TEKSTFRAGMENT
--------------------------------

Eyeopener

Soepele overstap naar het mbo

Leestijd: 4 minuten

Voor veel leerlingen op het speciaal en praktijkonderwijs is de stap naar het mbo erg groot. Ze belanden in een totaal andere wereld en een netwerk voor ondersteuning ontbreekt hen vaak. Daarom begeleiden transfercoaches van onderwijsinstelling Orion in Amsterdam jongeren bij de overstap.

‘Aziz* was boos op alles en iedereen’, vertelt Maïta Müller over een leerling. Müller is coördinator transferbegeleiding bij Stichting Orion. Orion is een Amsterdamse onderwijsinstelling voor speciaal primair en voortgezet onderwijs. ‘Om de stap naar een technische mbo-opleiding op het roc te begeleiden, koppelde ik hem aan een coach. Vanaf het allereerste contact was er een klik en gingen ze samen sporten of gamen. En: de jongen begon te praten.’

Van metro tot nieuwe vrienden

In het voorbeeld van de coördinator komt veel samen. Jongeren in het speciaal en praktijkonderwijs stromen veel minder vaak door naar vervolgonderwijs en ook de uitval is groot. Reden voor de regionale Kenniswerkplaats Jeugd Amsterdam-Amstelland (KeTJAA) om in 2020 onderzoek te doen naar transferbegeleiding aan jongeren in kwetsbare onderwijsposities. Het onderzoek – onder leiding van Leonieke Boendermaker, lector Jeugdzorg aan de Hogeschool van Amsterdam (HvA) – biedt onder meer kennis over de factoren die een soepele overgang bevorderen. Het werd in 2023 afgerond en Orion brengt de inzichten inmiddels in de praktijk.

‘Er speelt vaak zoveel in het leven van onze leerlingen. Armoede, schulden, zorgen over thuis. De coach biedt ondersteuning waar nodig. Van welke metro moet ik nemen, tot hoe maak ik nieuwe vrienden?’, zegt Orion-collega Jelka Bröcheler, coördinator van Werkstraat, de leerweg waar leerlingen worden voorbereid op hun toekomstige werkplek of opleiding. Bröcheler was ook nauw betrokken bij het onderzoek van KeTJAA. De transferbegeleiding van Orion is intensief. Leerlingen worden 40 weken lang door een transfercoach begeleid. Die ondersteuning begint al op het speciaal onderwijs en loopt door op de vervolgopleiding. De coach en leerling zien elkaar wekelijks.

--------------------------------

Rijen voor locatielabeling
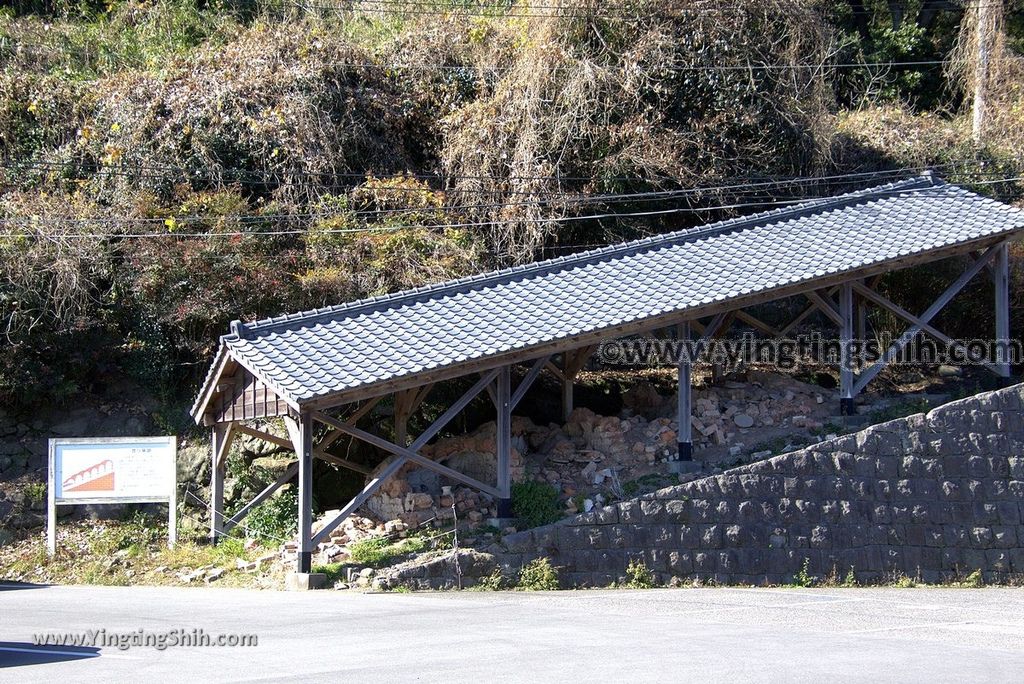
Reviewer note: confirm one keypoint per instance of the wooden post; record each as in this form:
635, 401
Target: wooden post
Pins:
566, 388
304, 452
1000, 273
401, 419
504, 438
846, 348
984, 38
218, 468
684, 434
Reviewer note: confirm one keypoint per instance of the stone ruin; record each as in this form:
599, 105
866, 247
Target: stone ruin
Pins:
591, 460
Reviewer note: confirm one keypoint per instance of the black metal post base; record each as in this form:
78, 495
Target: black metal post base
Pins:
504, 508
846, 408
685, 451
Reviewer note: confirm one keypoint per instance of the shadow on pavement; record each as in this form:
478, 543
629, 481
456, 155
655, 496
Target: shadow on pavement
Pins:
12, 586
13, 653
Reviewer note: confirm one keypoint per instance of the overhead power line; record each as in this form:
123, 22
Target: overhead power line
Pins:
395, 228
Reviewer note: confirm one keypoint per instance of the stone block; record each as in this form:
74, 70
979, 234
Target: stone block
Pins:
653, 511
677, 511
711, 537
303, 582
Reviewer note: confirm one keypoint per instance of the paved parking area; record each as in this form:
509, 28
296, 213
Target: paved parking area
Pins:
718, 635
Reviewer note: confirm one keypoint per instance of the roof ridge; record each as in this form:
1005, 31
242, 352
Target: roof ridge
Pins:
240, 330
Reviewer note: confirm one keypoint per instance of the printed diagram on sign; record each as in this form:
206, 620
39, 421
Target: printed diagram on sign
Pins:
95, 478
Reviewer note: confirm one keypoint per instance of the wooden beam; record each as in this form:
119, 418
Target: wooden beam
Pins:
1000, 274
811, 308
220, 442
909, 317
266, 436
372, 486
826, 306
754, 323
334, 435
527, 381
343, 463
846, 369
927, 316
645, 324
503, 442
289, 473
225, 441
304, 450
375, 483
555, 371
409, 454
684, 412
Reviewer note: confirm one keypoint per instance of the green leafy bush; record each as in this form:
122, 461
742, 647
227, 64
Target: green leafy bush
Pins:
274, 519
638, 576
539, 575
378, 551
536, 503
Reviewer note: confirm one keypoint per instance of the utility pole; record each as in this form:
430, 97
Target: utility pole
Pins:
984, 39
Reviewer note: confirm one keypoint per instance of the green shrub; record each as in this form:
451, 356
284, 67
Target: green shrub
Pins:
378, 551
539, 575
275, 519
35, 492
638, 576
495, 582
536, 503
973, 581
803, 578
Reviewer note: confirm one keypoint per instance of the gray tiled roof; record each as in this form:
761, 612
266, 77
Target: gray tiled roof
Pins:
321, 353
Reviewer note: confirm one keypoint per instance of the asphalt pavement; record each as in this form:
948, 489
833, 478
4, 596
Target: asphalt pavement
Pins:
712, 635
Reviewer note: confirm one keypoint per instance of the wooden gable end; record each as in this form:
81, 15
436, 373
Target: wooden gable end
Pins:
242, 396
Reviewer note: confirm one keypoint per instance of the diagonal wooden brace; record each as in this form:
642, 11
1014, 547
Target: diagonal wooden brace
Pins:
374, 484
925, 317
289, 473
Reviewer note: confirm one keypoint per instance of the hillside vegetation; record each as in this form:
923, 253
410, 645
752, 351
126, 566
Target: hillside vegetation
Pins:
171, 165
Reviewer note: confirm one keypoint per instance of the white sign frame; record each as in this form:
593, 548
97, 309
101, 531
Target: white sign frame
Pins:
51, 489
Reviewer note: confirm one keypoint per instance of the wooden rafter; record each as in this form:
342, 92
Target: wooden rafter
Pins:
925, 317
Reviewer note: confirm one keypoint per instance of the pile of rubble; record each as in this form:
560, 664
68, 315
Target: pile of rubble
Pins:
591, 460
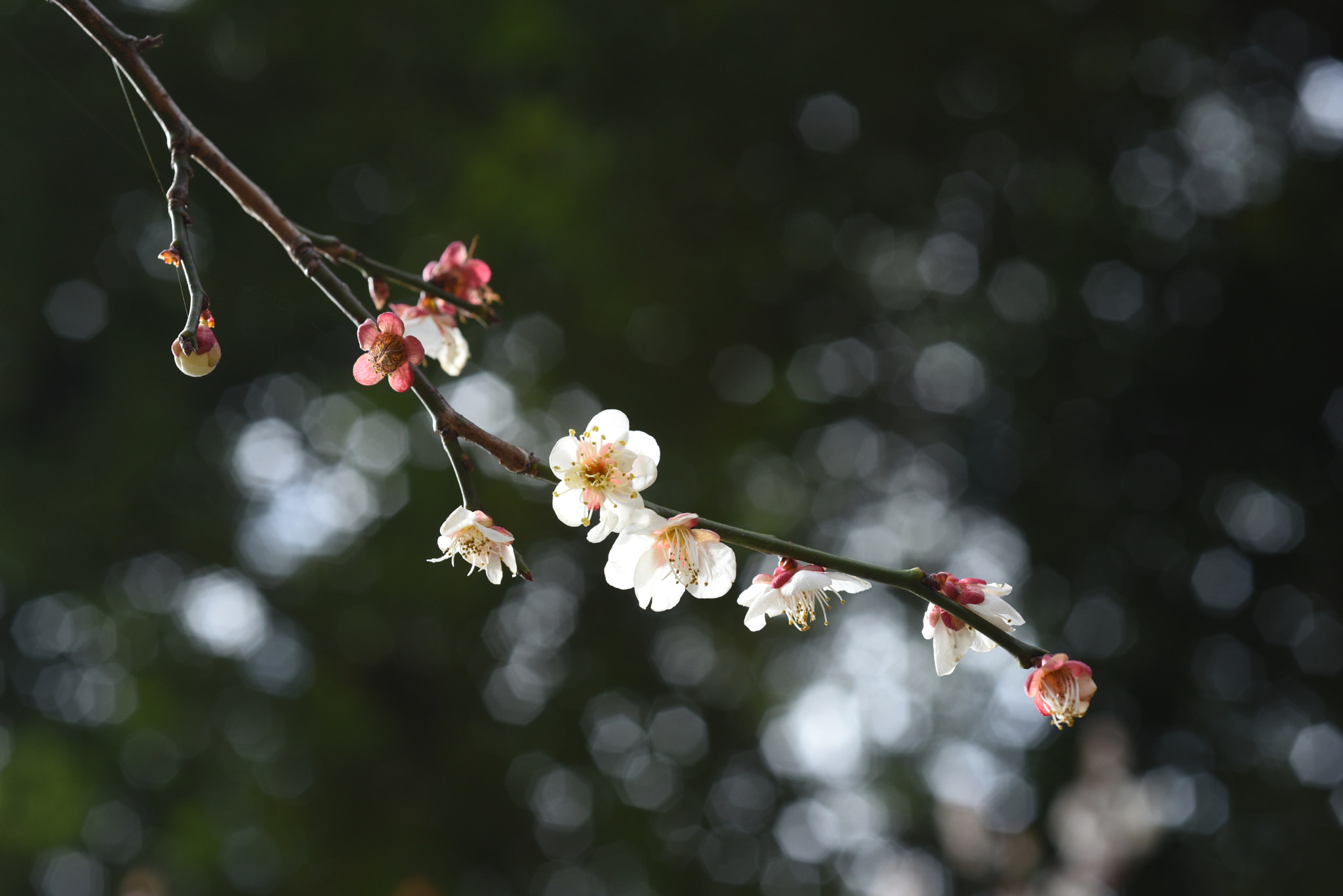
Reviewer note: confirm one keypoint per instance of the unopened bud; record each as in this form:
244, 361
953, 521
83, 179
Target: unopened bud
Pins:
201, 362
378, 290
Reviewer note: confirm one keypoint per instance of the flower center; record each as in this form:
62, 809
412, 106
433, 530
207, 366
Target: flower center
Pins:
683, 555
1060, 692
388, 352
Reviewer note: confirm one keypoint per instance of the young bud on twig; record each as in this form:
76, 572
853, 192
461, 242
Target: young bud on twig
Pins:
206, 357
379, 292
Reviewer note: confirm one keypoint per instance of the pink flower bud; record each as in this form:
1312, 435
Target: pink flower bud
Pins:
1061, 688
379, 292
206, 357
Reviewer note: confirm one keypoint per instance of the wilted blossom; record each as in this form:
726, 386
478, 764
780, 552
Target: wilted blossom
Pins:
206, 357
1061, 688
953, 638
605, 468
457, 273
794, 590
387, 352
661, 559
474, 536
434, 322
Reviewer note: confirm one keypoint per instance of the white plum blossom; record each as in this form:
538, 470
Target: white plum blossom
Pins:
661, 559
603, 469
794, 591
953, 638
434, 322
474, 536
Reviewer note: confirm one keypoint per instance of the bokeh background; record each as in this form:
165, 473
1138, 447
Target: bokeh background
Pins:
1040, 292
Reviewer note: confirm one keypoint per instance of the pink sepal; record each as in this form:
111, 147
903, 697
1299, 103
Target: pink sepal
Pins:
365, 371
402, 378
367, 334
476, 273
205, 339
414, 349
454, 254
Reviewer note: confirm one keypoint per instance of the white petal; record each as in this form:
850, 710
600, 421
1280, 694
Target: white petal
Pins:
456, 520
425, 330
624, 559
805, 581
639, 520
602, 528
752, 594
848, 583
569, 505
930, 621
982, 642
644, 444
654, 583
644, 473
565, 454
948, 648
609, 426
494, 535
994, 606
717, 570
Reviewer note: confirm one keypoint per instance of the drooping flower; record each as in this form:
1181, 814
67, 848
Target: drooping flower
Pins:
794, 590
206, 357
434, 322
474, 536
661, 559
1061, 688
387, 352
953, 638
603, 469
457, 273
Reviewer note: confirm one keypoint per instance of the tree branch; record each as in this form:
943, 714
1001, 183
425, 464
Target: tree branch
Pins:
915, 581
333, 248
184, 139
180, 246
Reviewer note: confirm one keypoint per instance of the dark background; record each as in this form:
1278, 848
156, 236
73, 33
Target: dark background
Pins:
1041, 292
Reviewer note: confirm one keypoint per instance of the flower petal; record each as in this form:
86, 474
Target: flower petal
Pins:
414, 351
609, 426
367, 334
476, 273
717, 570
569, 505
457, 520
454, 254
402, 378
848, 583
624, 559
565, 454
365, 371
644, 444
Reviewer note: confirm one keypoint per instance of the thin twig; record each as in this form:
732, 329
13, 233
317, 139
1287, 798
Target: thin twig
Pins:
338, 250
182, 243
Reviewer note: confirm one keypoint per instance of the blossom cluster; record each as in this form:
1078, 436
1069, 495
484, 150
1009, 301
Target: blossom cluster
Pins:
602, 476
409, 334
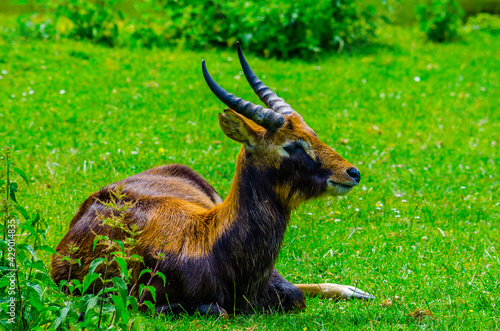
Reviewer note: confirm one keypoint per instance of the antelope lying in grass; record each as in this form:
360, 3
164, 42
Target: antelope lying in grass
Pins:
220, 254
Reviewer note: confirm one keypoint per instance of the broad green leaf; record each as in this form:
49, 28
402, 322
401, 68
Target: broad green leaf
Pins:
162, 276
27, 226
144, 272
122, 288
22, 174
151, 307
28, 248
23, 212
120, 243
94, 264
47, 249
123, 266
119, 307
88, 280
91, 303
12, 191
152, 289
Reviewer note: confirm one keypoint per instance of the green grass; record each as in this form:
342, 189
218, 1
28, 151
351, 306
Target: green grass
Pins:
422, 229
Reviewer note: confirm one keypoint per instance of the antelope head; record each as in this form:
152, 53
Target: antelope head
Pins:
278, 143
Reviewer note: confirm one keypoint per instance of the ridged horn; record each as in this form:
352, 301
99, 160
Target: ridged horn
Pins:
266, 118
270, 99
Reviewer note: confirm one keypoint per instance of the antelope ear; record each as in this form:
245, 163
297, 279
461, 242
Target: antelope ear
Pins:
235, 127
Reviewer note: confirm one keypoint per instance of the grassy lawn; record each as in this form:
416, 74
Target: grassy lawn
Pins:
419, 120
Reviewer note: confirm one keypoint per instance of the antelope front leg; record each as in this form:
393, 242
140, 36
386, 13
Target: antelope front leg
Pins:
334, 291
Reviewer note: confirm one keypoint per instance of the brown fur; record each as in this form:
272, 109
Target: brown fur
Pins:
218, 253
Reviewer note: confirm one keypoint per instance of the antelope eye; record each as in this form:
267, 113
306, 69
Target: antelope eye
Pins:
293, 148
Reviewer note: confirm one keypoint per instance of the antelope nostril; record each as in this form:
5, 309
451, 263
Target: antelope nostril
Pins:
354, 173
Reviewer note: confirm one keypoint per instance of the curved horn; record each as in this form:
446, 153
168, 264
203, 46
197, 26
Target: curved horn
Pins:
265, 94
266, 118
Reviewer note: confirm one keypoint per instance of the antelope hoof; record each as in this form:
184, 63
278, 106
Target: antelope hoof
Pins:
334, 291
351, 292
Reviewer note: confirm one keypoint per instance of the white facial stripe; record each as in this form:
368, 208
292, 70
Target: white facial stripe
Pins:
304, 144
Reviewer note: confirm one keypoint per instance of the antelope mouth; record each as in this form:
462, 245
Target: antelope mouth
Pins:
340, 188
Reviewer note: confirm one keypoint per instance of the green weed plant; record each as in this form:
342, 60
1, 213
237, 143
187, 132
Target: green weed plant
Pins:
419, 120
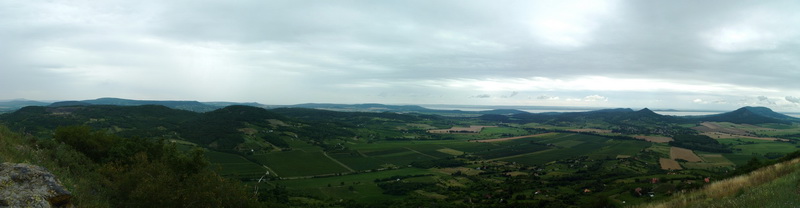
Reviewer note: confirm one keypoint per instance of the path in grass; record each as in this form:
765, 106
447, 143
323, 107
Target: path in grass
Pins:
421, 153
337, 161
511, 138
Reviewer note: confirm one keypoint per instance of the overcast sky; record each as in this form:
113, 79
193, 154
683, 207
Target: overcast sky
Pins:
659, 54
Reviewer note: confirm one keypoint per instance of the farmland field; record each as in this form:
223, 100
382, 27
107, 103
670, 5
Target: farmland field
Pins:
234, 165
338, 187
685, 154
669, 164
299, 163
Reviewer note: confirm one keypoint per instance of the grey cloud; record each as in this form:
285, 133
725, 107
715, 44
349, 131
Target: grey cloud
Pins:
312, 45
765, 99
793, 99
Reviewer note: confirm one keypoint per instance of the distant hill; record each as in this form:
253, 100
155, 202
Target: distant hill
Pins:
220, 127
195, 106
12, 105
374, 107
750, 115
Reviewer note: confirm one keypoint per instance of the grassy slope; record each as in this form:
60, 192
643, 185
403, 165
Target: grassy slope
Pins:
77, 177
772, 186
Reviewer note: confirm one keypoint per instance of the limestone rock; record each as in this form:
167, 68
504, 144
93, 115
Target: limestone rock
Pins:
25, 185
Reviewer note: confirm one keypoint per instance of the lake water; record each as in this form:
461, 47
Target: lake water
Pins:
535, 109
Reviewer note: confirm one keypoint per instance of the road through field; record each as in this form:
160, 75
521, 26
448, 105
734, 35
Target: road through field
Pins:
511, 138
340, 163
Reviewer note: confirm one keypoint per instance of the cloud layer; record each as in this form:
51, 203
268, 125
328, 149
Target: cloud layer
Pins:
675, 54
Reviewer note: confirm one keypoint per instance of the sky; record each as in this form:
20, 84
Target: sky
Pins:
679, 54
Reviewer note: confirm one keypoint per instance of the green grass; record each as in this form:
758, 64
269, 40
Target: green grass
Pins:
781, 192
299, 163
365, 188
234, 165
619, 147
502, 132
357, 161
590, 144
297, 144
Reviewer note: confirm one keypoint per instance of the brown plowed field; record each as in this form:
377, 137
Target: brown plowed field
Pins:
471, 129
656, 139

--------------------------------

OPDRACHT 1
Beantwoord met behulp van het tekstfragment de volgende vragen.
(a) Welke functie heeft Maïta Müller bij Stichting Orion?
(b) In welk jaar werd het onderzoek van KeTJAA afgerond?
(c) Hoeveel weken lang worden leerlingen door een transfercoach begeleid?
OPDRACHT 2
Neem uit de rijen letterlijk over wat begint bij de regel met "Reviewer note: confirm one keypoint per instance of the cloud" en eindigt bij het einde van de rijen, beide grenzen inbegrepen.

JUISTE ANTWOORD 1
(a) Coördinator transferbegeleiding
(b) 2023
(c) 40 weken

JUISTE ANTWOORD 2
Reviewer note: confirm one keypoint per instance of the cloud layer; record each as in this form:
51, 203
268, 125
328, 149
Target: cloud layer
Pins:
675, 54
Reviewer note: confirm one keypoint per instance of the sky; record each as in this form:
20, 84
Target: sky
Pins:
679, 54
Reviewer note: confirm one keypoint per instance of the green grass; record each as in this form:
758, 64
269, 40
Target: green grass
Pins:
781, 192
299, 163
365, 188
234, 165
619, 147
502, 132
357, 161
590, 144
297, 144
Reviewer note: confirm one keypoint per instance of the brown plowed field; record each as in this form:
377, 137
Target: brown plowed field
Pins:
471, 129
656, 139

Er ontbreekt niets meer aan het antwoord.